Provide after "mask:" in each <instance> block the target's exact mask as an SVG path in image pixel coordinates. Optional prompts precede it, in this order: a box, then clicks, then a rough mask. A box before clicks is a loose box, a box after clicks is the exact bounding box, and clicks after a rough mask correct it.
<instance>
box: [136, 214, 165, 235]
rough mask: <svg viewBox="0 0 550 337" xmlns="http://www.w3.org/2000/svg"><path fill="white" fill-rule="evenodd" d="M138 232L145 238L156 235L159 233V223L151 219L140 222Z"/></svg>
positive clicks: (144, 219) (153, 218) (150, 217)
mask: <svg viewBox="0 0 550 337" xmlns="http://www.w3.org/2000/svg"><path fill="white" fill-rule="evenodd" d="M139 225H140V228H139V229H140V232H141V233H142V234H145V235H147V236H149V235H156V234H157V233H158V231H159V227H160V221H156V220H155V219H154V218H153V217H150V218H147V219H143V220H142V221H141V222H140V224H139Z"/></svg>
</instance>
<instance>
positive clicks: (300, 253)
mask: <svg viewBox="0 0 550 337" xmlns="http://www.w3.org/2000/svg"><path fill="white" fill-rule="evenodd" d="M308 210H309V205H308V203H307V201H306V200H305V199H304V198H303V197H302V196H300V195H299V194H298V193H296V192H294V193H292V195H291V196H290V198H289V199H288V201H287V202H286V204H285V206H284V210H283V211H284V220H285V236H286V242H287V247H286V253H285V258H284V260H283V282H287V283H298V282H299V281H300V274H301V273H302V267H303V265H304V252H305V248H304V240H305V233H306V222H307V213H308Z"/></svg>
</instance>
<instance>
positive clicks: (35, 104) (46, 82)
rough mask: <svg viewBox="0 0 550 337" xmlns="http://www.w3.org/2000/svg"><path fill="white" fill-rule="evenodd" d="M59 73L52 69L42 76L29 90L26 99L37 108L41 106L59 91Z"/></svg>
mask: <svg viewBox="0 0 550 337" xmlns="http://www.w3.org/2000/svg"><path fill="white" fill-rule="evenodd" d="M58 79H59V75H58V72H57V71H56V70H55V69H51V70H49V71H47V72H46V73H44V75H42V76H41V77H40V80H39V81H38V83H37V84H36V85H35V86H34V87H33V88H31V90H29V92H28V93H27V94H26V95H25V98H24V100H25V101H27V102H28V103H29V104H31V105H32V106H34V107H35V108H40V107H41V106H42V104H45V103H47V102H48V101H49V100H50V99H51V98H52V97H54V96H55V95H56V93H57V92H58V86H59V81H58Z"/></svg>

________________________

What you need to do |
Make an exact copy of every record listed above.

Task result |
Provide after "mask:" in each <instance> block the target's exact mask as an SVG path in image pixel coordinates. Optional prompts precede it, in this order: a box, then clicks, then a rough mask. A box before clicks is a loose box, a box after clicks is the exact bounding box, and clicks after a rough mask correct it.
<instance>
box: [136, 214, 165, 235]
rough mask: <svg viewBox="0 0 550 337" xmlns="http://www.w3.org/2000/svg"><path fill="white" fill-rule="evenodd" d="M138 232L145 238L156 235L159 233V223L151 219L140 222Z"/></svg>
positive clicks: (144, 219) (153, 218) (150, 217)
mask: <svg viewBox="0 0 550 337" xmlns="http://www.w3.org/2000/svg"><path fill="white" fill-rule="evenodd" d="M139 225H140V228H139V229H140V232H141V233H142V234H145V235H147V236H149V235H156V234H157V233H158V231H159V227H160V221H156V220H155V219H154V218H153V217H150V218H147V219H143V220H142V221H141V222H140V224H139Z"/></svg>
</instance>
<instance>
positive clicks: (300, 253)
mask: <svg viewBox="0 0 550 337" xmlns="http://www.w3.org/2000/svg"><path fill="white" fill-rule="evenodd" d="M308 210H309V205H308V203H307V201H306V200H305V199H304V198H303V197H302V196H300V195H299V194H298V193H296V192H294V193H292V195H291V196H290V198H289V199H288V201H287V202H286V204H285V206H284V210H283V211H284V220H285V236H286V242H287V247H286V253H285V258H284V260H283V282H287V283H298V282H299V281H300V274H301V273H302V267H303V265H304V252H305V248H304V240H305V233H306V222H307V213H308Z"/></svg>
</instance>
<instance>
positive clicks: (35, 104) (46, 82)
rough mask: <svg viewBox="0 0 550 337" xmlns="http://www.w3.org/2000/svg"><path fill="white" fill-rule="evenodd" d="M59 73L52 69L42 76L29 90L26 99L37 108L41 106L59 91Z"/></svg>
mask: <svg viewBox="0 0 550 337" xmlns="http://www.w3.org/2000/svg"><path fill="white" fill-rule="evenodd" d="M58 79H59V75H58V72H57V71H56V70H55V69H51V70H49V71H47V72H46V73H44V75H42V76H41V77H40V80H39V81H38V83H37V84H36V85H35V86H34V87H33V88H31V90H29V92H28V93H27V94H26V95H25V98H24V100H25V101H27V102H28V103H29V104H31V105H32V106H34V107H35V108H40V107H41V106H42V104H45V103H47V102H48V101H49V100H50V99H51V98H52V97H54V96H55V95H56V93H57V92H58V86H59V81H58Z"/></svg>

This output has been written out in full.